### EXERCISE REQUIREMENTS
Without changing anything, transcribe all of the entries.
+ + + +
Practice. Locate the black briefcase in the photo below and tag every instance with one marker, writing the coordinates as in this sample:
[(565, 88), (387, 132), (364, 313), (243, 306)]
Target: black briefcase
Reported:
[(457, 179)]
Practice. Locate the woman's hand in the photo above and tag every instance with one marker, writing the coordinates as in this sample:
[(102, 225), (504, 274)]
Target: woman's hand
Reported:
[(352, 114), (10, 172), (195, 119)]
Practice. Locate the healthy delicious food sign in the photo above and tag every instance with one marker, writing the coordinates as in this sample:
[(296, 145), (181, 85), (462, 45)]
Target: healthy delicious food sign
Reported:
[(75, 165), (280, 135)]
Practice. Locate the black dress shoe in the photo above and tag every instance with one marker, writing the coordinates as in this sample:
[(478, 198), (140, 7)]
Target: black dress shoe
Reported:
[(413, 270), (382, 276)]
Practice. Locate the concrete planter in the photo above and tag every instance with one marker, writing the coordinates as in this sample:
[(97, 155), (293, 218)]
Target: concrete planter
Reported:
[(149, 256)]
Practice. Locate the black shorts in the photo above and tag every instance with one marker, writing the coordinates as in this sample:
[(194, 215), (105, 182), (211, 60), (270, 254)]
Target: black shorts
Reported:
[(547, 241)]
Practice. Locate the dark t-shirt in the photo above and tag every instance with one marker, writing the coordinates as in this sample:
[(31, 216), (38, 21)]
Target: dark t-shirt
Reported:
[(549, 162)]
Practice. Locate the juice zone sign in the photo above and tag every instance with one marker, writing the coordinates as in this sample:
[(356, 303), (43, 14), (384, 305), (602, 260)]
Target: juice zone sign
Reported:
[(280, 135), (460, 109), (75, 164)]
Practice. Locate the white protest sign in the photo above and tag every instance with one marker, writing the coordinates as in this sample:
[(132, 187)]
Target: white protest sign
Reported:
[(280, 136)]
+ + + +
### SOLUTION FOR THIS TASK
Practice. Locate the black briefcase in the photo below and tag every instance with one marker, writing the coordinates as in this sample:
[(565, 88), (387, 132), (364, 313), (243, 306)]
Target: black briefcase
Reported:
[(457, 179)]
Practice. Locate the woman's hand in the photo above and tag every instance with one marker, writing the coordinates as in this sample:
[(102, 225), (504, 274)]
Target: woman's hand
Reported:
[(352, 114), (10, 172), (195, 119)]
Practice. Locate the healthy delicious food sign in the photo above and tag every instance with one marker, writing the coordinates as in this sample:
[(296, 145), (181, 85), (462, 45)]
Target: healthy delicious food sign
Reported:
[(75, 165), (280, 135)]
Practice. Locate the black dress shoe in the photo above and tag every instance with one marker, writing the coordinates as in this sample:
[(478, 198), (140, 7)]
Target: black dress shoe
Reported:
[(413, 270), (382, 276)]
Practice. Locate the concrete planter in the photo above and tag every instance with one marker, writing the coordinates as in this sample:
[(97, 155), (293, 218)]
Target: concrete planter
Reported:
[(149, 256)]
Practice. Locate the black shorts in the photo above and tag every instance with one marker, writing the coordinates as in this sample:
[(194, 215), (105, 182), (211, 60), (270, 254)]
Target: black shorts
Reported:
[(547, 241)]
Practice. Locate the dark t-shirt in the photo above and tag every instance with one marker, writing the coordinates as in this sample:
[(31, 216), (38, 21)]
Target: dark t-shirt
Reported:
[(549, 162)]
Practice. Locate the juice zone sign in the photo above and tag every instance with one marker, writing the coordinates as in this sample:
[(356, 303), (43, 14), (384, 305), (602, 260)]
Target: juice zone sign
Reported:
[(280, 135), (460, 109), (75, 164)]
Practice. Locate the white protest sign in the photo above and tag every instance with one marker, writing the coordinates as in this sample:
[(132, 187)]
Target: white protest sign
Reported:
[(280, 136)]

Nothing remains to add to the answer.